BEGIN Records for the task

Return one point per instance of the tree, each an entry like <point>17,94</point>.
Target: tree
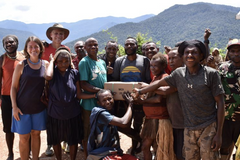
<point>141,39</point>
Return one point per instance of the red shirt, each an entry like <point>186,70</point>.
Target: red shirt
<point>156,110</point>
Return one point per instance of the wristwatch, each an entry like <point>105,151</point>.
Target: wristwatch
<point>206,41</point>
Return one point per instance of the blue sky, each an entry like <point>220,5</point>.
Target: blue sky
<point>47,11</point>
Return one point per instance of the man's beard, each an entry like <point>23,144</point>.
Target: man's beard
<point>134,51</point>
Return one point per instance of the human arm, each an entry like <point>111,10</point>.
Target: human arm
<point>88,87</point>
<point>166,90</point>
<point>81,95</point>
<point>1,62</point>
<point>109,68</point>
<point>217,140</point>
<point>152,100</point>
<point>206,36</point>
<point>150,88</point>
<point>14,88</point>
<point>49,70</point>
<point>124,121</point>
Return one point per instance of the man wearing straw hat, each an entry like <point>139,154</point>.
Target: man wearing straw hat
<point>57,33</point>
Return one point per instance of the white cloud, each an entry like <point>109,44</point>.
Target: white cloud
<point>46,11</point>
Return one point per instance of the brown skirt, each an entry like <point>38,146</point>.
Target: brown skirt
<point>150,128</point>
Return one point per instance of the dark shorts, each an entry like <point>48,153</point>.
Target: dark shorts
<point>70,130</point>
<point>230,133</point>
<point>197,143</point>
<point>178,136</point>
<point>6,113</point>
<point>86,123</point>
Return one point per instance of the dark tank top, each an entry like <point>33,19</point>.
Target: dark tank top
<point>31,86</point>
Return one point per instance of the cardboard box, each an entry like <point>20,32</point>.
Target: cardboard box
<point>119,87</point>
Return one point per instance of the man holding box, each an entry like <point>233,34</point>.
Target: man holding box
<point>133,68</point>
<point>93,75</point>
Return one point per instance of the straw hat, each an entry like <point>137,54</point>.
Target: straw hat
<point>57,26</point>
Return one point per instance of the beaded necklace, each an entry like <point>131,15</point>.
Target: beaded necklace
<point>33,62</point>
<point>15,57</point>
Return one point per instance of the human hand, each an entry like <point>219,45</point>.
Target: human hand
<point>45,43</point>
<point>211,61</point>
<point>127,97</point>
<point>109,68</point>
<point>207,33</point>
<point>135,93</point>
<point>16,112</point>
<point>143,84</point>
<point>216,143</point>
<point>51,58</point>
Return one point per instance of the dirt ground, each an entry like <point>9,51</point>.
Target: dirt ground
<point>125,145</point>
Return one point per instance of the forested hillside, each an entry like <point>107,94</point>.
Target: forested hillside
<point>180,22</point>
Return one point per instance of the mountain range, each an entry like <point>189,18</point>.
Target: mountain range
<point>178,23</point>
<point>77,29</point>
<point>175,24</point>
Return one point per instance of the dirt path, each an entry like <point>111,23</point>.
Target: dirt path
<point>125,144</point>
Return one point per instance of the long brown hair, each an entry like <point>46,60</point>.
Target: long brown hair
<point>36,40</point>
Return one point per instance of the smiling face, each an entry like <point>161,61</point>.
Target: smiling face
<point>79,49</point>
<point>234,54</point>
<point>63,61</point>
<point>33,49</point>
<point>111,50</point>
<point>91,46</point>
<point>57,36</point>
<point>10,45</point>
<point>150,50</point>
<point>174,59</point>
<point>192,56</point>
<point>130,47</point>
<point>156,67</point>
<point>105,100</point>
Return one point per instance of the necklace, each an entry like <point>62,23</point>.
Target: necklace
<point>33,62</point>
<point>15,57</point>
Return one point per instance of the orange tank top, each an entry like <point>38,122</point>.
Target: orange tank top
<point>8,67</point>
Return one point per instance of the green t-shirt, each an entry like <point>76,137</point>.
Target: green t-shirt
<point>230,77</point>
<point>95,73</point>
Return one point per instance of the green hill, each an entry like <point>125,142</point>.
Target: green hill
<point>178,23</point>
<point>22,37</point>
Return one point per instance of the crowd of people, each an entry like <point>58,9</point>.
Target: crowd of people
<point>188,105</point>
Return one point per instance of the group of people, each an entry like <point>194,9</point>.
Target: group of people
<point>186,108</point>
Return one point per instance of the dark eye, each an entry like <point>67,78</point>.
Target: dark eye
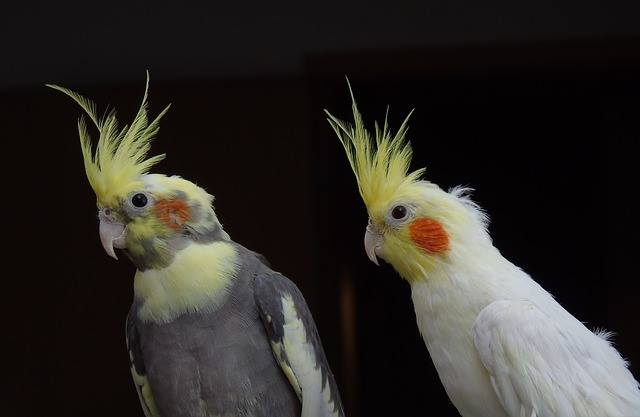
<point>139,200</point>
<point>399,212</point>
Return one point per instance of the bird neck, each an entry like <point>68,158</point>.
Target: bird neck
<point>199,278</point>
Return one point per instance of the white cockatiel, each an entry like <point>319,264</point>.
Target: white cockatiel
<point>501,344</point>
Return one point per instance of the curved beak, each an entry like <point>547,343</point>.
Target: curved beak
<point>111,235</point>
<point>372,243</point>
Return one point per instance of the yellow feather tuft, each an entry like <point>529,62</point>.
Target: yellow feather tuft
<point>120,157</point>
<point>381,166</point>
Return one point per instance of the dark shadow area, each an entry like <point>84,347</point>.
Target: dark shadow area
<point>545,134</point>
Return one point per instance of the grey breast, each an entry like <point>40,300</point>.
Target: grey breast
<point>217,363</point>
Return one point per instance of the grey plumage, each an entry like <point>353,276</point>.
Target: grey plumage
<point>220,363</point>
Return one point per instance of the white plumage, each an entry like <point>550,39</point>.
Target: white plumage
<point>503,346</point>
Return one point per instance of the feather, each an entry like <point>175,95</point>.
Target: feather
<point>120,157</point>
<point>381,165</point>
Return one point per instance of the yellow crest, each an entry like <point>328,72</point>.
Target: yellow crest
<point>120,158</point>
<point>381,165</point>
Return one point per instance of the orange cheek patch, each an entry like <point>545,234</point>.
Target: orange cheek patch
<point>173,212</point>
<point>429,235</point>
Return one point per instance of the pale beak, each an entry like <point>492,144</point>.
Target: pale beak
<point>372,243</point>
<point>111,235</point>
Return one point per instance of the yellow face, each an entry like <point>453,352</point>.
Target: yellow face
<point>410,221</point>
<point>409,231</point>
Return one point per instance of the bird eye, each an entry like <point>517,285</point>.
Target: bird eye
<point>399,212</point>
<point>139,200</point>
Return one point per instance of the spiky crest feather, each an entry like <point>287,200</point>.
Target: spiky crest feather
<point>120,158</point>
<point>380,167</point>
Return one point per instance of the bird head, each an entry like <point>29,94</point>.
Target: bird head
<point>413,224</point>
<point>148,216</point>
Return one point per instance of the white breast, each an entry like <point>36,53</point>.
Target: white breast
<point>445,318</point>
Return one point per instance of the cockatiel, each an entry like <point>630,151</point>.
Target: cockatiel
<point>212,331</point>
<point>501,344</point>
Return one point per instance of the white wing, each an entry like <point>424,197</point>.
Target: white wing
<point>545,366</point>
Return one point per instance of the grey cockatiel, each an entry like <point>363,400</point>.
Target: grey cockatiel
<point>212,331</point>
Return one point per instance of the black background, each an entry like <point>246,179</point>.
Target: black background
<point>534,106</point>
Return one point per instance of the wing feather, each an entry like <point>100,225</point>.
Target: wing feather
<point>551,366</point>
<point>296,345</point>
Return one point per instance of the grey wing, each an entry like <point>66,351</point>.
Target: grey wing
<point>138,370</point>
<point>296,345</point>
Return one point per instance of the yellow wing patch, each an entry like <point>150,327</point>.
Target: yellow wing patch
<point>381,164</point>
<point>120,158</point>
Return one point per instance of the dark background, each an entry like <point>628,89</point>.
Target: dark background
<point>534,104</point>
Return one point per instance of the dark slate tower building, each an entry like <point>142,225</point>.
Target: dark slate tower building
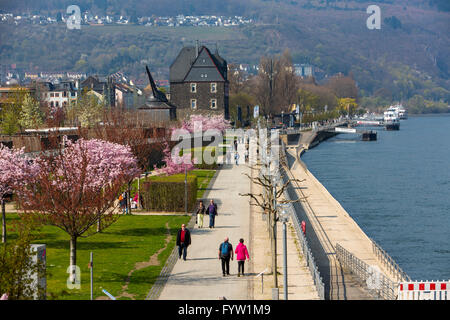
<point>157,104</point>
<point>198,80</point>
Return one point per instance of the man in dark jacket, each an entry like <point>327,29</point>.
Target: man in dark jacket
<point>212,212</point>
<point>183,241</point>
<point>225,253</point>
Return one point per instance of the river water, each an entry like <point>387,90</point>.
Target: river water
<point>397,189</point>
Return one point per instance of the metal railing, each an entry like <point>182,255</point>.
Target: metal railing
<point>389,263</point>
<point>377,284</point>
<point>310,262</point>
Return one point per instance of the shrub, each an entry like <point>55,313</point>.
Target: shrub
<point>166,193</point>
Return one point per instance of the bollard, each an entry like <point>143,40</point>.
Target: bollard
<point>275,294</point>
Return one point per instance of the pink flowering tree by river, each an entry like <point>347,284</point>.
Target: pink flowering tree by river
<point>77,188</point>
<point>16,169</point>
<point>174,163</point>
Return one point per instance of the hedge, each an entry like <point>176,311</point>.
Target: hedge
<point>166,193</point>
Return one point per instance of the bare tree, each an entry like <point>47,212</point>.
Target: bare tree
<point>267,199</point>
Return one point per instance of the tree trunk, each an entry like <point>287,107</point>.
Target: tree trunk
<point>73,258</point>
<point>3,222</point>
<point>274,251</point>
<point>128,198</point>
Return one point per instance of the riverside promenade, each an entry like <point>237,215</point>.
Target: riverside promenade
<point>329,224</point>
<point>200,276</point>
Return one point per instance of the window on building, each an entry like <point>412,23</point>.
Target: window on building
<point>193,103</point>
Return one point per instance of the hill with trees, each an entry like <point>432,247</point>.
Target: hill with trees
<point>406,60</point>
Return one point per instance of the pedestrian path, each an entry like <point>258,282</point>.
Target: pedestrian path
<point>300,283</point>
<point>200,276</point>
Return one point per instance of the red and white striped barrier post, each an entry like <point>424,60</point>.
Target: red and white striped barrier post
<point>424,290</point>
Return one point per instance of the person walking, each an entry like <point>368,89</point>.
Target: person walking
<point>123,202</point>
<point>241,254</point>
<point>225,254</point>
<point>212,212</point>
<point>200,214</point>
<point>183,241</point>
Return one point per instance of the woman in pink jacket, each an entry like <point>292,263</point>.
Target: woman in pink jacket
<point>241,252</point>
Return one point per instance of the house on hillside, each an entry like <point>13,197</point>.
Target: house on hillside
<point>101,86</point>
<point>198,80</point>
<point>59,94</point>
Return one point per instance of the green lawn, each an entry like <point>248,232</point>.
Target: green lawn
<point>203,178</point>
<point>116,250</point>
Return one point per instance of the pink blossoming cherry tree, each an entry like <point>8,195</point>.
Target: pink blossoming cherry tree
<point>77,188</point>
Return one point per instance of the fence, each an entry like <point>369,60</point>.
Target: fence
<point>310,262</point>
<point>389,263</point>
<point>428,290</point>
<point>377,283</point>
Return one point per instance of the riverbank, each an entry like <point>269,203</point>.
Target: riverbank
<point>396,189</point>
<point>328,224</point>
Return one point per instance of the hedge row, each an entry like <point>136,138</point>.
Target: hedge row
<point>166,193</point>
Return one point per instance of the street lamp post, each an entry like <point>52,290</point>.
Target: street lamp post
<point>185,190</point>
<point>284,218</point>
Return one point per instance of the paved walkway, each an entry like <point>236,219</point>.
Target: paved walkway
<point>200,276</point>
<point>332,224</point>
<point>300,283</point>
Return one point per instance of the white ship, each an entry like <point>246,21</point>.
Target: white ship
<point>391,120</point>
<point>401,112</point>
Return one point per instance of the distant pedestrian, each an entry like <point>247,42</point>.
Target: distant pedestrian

END Records for the task
BEGIN Records for the task

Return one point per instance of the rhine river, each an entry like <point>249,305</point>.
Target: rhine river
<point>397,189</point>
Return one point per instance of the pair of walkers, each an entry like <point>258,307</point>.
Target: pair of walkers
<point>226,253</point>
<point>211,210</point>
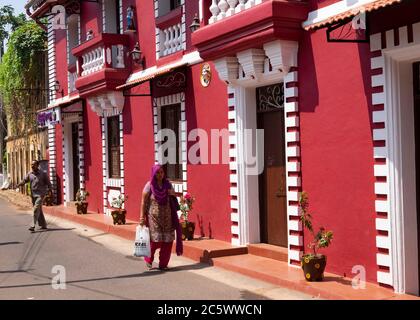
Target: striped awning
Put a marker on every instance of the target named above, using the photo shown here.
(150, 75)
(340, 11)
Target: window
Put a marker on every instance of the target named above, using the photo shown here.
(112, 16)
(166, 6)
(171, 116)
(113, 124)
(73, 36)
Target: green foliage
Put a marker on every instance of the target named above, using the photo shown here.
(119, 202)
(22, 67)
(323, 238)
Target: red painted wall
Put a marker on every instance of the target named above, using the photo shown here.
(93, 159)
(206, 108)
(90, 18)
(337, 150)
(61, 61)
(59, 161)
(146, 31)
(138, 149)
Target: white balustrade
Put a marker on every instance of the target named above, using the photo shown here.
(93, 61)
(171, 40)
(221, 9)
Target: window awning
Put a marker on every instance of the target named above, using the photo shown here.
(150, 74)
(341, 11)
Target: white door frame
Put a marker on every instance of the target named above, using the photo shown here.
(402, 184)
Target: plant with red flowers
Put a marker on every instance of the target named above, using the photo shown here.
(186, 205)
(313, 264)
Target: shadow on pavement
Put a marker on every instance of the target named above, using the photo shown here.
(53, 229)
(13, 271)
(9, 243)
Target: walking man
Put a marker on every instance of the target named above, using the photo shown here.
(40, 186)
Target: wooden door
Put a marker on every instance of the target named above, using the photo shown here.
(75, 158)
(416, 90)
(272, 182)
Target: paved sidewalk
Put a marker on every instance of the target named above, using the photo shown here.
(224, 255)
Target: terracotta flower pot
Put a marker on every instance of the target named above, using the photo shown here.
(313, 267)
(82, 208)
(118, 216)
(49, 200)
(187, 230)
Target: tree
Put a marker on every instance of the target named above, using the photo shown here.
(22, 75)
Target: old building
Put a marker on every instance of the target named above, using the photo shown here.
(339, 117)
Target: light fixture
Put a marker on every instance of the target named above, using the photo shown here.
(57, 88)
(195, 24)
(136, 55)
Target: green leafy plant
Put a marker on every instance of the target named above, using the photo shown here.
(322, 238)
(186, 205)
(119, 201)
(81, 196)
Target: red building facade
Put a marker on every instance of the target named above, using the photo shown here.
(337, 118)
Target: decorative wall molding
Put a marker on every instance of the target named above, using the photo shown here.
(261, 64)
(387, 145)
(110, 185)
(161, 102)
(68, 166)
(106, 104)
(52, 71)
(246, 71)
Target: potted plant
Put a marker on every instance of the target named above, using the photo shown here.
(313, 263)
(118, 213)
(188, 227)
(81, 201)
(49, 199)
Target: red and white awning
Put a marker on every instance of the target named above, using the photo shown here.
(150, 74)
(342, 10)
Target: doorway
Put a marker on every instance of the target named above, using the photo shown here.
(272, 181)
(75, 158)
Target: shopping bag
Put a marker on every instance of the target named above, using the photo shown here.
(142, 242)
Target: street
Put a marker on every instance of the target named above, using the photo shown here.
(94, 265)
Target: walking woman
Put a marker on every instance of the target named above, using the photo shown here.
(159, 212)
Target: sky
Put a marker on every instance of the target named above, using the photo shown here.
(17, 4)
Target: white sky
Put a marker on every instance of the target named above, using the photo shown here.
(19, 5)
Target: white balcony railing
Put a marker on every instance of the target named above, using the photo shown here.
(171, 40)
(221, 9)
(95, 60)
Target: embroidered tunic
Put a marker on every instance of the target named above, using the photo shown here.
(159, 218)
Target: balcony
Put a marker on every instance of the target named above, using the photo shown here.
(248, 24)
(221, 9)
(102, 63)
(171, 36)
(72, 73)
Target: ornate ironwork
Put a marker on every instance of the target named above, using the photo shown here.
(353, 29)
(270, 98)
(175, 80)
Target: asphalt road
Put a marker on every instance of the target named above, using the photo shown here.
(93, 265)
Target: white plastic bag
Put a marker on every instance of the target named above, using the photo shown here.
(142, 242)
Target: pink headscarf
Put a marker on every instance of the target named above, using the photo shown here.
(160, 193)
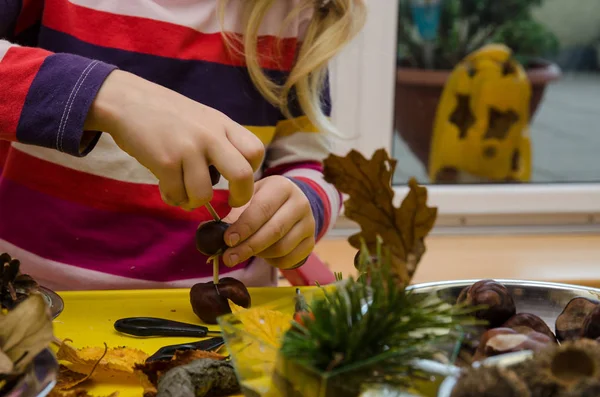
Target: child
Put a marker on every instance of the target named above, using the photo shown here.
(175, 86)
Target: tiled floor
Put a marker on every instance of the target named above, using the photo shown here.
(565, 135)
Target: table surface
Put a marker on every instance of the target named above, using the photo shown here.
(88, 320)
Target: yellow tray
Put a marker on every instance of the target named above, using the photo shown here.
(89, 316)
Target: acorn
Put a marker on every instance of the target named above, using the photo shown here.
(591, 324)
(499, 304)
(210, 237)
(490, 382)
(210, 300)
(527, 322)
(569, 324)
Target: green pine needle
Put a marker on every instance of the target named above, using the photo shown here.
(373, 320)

END Records for the task

What you should do => Copy the stretch of the records above that runs from the line with "Target: metal railing" through the line with "Return one point per instance of the window". Both end lines belong in the copy, and nothing else does.

Output below =>
Target: metal railing
<point>389,263</point>
<point>377,284</point>
<point>310,262</point>
Return one point per instance of the shrub, each an entry like <point>55,313</point>.
Target: shrub
<point>166,193</point>
Return one point per instance of the bollard, each an entry like <point>143,40</point>.
Target: bollard
<point>275,294</point>
Return one point per instance of the pink flowering tree by river, each an entry like <point>347,284</point>.
Target: pink flowering tree by river
<point>77,188</point>
<point>16,169</point>
<point>174,163</point>
Return one point per instance of the hedge, each an entry like <point>176,311</point>.
Target: hedge
<point>166,193</point>
Return one point per instance of the bare tree, each an entry like <point>47,212</point>.
Target: bare tree
<point>267,199</point>
Return one point per instance of the tree trunk, each an entry like <point>287,107</point>.
Target: tree trunk
<point>73,258</point>
<point>3,222</point>
<point>274,251</point>
<point>128,198</point>
Return one point per instance of the riverside promenade, each an entry like <point>237,215</point>.
Target: riverside promenade
<point>329,224</point>
<point>200,276</point>
Return one point per instance of the window on building, each an entry like <point>412,23</point>.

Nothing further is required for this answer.